> _What you should do_:
Reproduce every line of the material below, but drop the pictures.

── Working data ──

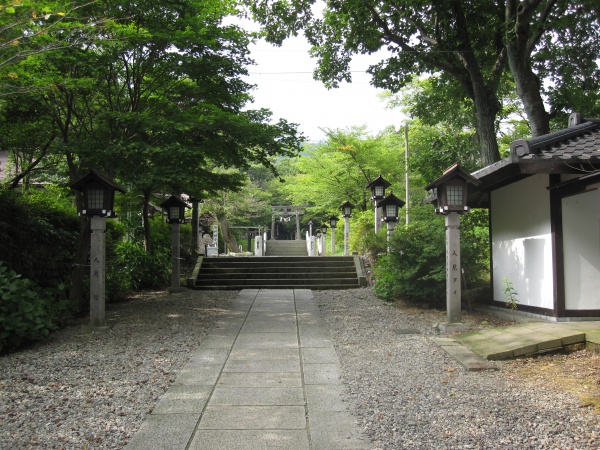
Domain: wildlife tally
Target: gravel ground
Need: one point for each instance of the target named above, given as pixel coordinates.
(409, 394)
(79, 390)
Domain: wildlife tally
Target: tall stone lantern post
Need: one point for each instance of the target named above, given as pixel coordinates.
(451, 192)
(98, 203)
(175, 208)
(378, 187)
(346, 214)
(333, 225)
(390, 206)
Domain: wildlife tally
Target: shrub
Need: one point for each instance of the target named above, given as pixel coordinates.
(38, 233)
(415, 269)
(129, 266)
(26, 311)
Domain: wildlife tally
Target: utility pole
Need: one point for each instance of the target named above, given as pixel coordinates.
(406, 172)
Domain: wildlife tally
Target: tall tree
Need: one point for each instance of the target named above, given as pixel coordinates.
(157, 100)
(468, 42)
(338, 170)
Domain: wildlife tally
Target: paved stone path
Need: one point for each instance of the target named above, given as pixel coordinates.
(266, 377)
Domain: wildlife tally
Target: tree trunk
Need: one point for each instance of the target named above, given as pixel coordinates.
(486, 128)
(80, 262)
(228, 237)
(486, 109)
(528, 90)
(519, 50)
(146, 222)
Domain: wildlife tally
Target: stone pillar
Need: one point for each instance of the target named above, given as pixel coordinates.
(195, 226)
(258, 246)
(390, 227)
(332, 241)
(97, 271)
(176, 271)
(453, 270)
(346, 235)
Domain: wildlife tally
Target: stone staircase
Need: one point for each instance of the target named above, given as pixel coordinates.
(278, 272)
(286, 248)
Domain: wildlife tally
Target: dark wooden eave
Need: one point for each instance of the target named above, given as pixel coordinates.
(574, 150)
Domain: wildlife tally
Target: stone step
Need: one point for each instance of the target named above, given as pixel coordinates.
(286, 272)
(286, 248)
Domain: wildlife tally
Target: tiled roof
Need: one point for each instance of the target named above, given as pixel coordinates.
(573, 150)
(576, 144)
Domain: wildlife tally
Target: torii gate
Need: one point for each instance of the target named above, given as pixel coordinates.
(286, 212)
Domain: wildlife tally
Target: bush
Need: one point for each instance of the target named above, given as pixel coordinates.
(129, 266)
(26, 312)
(38, 234)
(415, 269)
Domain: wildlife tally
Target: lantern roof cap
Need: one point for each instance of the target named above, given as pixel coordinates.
(391, 200)
(173, 201)
(95, 175)
(455, 170)
(379, 181)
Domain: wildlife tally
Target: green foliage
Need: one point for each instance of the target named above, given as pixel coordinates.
(26, 311)
(510, 294)
(415, 269)
(38, 230)
(129, 265)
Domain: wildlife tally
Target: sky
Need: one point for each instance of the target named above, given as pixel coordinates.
(285, 85)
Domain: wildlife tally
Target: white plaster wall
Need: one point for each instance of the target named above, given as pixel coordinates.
(581, 243)
(521, 241)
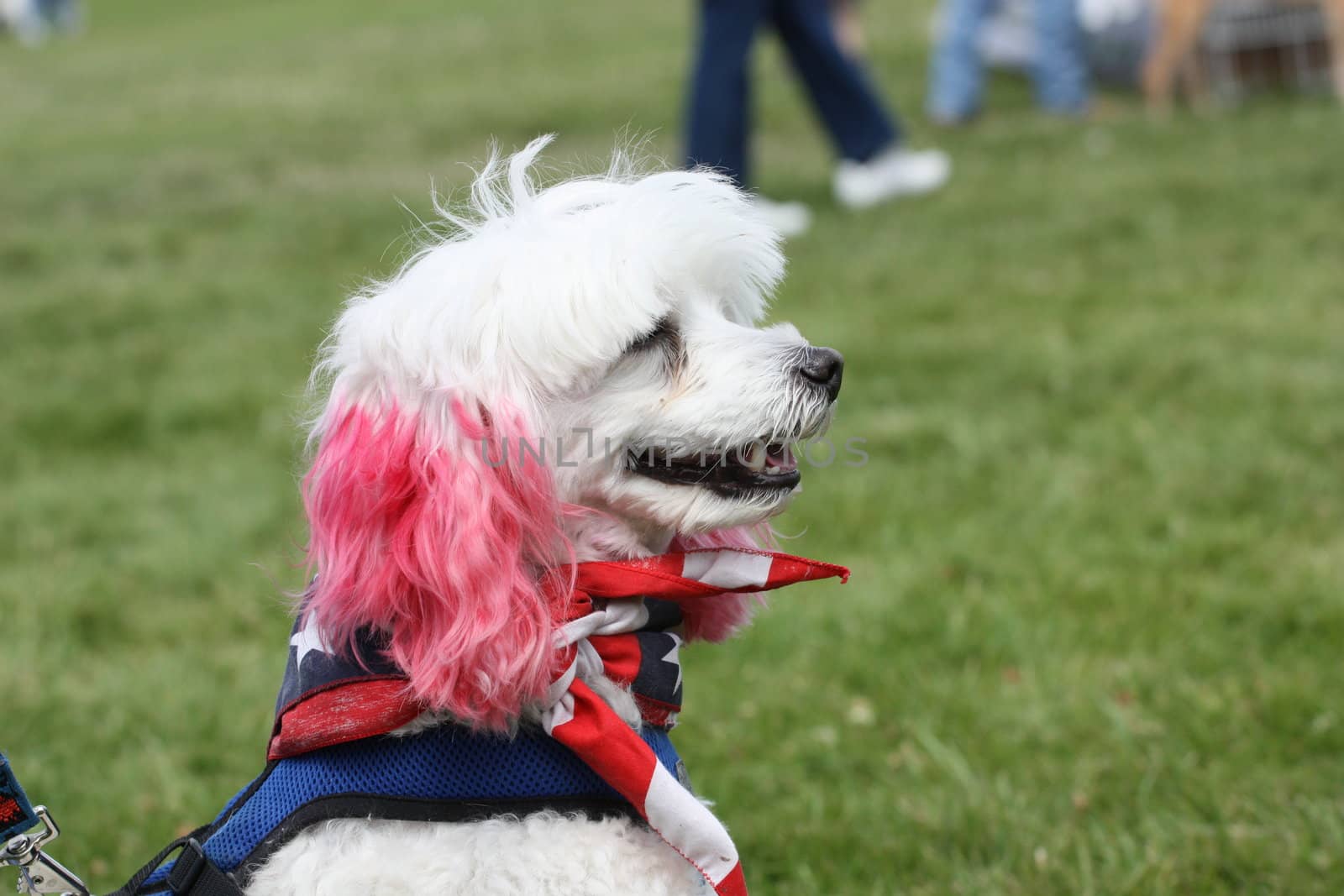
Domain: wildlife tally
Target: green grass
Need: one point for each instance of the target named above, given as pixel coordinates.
(1093, 638)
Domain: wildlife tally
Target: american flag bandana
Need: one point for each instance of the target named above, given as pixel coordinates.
(611, 629)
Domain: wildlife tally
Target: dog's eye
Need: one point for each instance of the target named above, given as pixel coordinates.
(662, 336)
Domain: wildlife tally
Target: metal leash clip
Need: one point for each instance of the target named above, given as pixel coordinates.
(38, 872)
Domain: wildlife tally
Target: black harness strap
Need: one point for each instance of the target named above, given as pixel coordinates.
(195, 875)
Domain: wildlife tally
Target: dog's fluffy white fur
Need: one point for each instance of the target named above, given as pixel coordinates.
(597, 315)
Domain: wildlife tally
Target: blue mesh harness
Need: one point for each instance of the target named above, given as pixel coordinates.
(443, 774)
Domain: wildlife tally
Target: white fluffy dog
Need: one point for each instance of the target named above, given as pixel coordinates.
(606, 327)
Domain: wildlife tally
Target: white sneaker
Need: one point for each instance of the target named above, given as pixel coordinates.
(790, 219)
(897, 172)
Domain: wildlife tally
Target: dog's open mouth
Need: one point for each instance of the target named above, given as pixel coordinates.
(741, 472)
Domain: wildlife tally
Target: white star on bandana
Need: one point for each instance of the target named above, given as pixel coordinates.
(671, 656)
(309, 638)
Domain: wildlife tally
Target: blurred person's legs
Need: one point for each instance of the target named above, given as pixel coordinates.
(846, 102)
(719, 116)
(873, 167)
(1335, 16)
(721, 86)
(1061, 65)
(958, 76)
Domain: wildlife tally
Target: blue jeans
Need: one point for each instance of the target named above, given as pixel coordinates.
(1059, 69)
(718, 123)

───

> _Exercise solution_:
Domain: wildlife tally
Target: gravel ground
Need: one point for each instance of the target named above, given as pixel coordinates.
(409, 394)
(79, 390)
Domain: wildlife tally
Target: tall stone lantern post
Need: one point for each instance of the target named above, given as pixel coordinates.
(451, 192)
(98, 203)
(175, 208)
(378, 187)
(346, 214)
(333, 225)
(390, 206)
Domain: wildlife tally
Target: shrub
Need: one point for each instance of the target named above, given as pixel coordinates.
(38, 233)
(415, 269)
(129, 266)
(26, 311)
Domain: wildlife tally
Target: utility pole
Need: one point for each instance of the target named above, given as pixel coordinates.
(406, 172)
Domain: wildlife tally
Target: tall tree
Need: one point for each instance of the target named above, given as pixel coordinates.
(157, 100)
(468, 42)
(338, 170)
Domain: wildlife tally
Target: paved stone path
Need: one point for each instance of the target named above, given as pixel coordinates.
(266, 377)
Domain: wildlife tally
Target: tree trunk
Need: one point for each instance of the target named above, given as pixel coordinates.
(486, 128)
(80, 262)
(228, 237)
(486, 109)
(528, 90)
(519, 50)
(146, 222)
Domain: wildlife tally
Target: stone pillar
Need: one point for each instance of the target named above, given as pixel coordinates.
(195, 226)
(258, 246)
(390, 227)
(332, 241)
(97, 271)
(176, 271)
(453, 270)
(346, 235)
Domain: wildlife tally
Target: stone staircase
Need: one point for each instance of the target named above, given as pixel coordinates.
(278, 272)
(286, 248)
Domain: wildlife tally
Target: dark wooden eave
Need: one point for each instance of the target named above, given as pixel coordinates.
(574, 150)
Domain: wildlife tally
Target: stone step
Need: one point for each instance of the target named above, given as pixel coordinates.
(286, 272)
(286, 248)
Domain: wildlife tally
Target: tiled roof
Need: one point for each instance of the target named above, given as pixel coordinates.
(573, 150)
(576, 144)
Domain: wildlife tally
Target: torii gate
Need: one point for each instance of the target named above, given as pixel coordinates.
(286, 212)
Domain: wildlife tally
Target: bush
Need: one point for each instance of the target named above, given as pixel coordinates.
(129, 266)
(26, 312)
(38, 234)
(415, 269)
Domain: wildlife tally
Target: lantern roof cap
Need: one point for each instance of the target named above, given as pixel coordinates.
(391, 200)
(173, 201)
(95, 175)
(455, 170)
(379, 181)
Domain: wildlife tally
Target: green foliage
Need: one point for each instance of the target named above, given as pixel coordinates.
(26, 311)
(510, 294)
(415, 269)
(38, 230)
(129, 265)
Domain: wildlife tally
Target: sky
Need: one point for each instance of the target named above, given as pixel coordinates.
(285, 85)
Domain: wildlife tally
Target: white plaster wall
Need: one point for each instance of the target named above, given as pixel coordinates.
(581, 243)
(521, 241)
Domain: wildlife tally
Target: green grass
Need: one point for each instance of the target named above, given as pixel coordinates.
(1093, 638)
Domain: wildlife tally
Target: american flag bandana
Need: one point for each instance of the target named above, given as pixel coordinates.
(611, 629)
Domain: wildlife tally
Target: dog's eye
Need: one point for each instance of the target named above, given as pixel coordinates.
(662, 336)
Domain: wildlife tally
Target: metal leash clip
Need: one point for each instance of the target named above, given as pixel coordinates.
(38, 872)
Domain: wildlife tally
Target: black harness strap
Need: one point for each instance of the target named above, given as pixel coordinates.
(195, 875)
Domain: wildlife tally
Target: dog's fluffy white fur
Need: one point for each instance of the target named above, given as pixel coordinates.
(597, 315)
Domain: wildlife tally
Target: blue mesh harness
Need: one point for each instance of the target named above, given as pixel coordinates.
(443, 774)
Domain: wildlife tally
Target: white fluffy dog
Need: one point for each instance of the target named above, given as pixel coordinates.
(606, 327)
Domain: wildlife tally
Target: white sneaker
Need: one point for each instance of the target named above, given as pixel coordinates.
(790, 219)
(897, 172)
Domain: wildlife tally
Target: dog's open mouth
Need: one point for each instance of the target named above, given as pixel coordinates.
(741, 472)
Domain: wildlife tally
Target: white star on bandana
Need: one point for each instance of the target named above, given as pixel coordinates.
(671, 656)
(309, 638)
Domain: wildlife tally
Target: blurred person's legs
Need: one point for each instance of the target named above, given as pixel coordinates.
(846, 102)
(719, 116)
(873, 167)
(1335, 16)
(721, 86)
(1061, 65)
(958, 76)
Domain: wildlife tally
Target: blue jeans
Need: one point for each instance of the target named above, given as pixel coordinates.
(1059, 69)
(718, 123)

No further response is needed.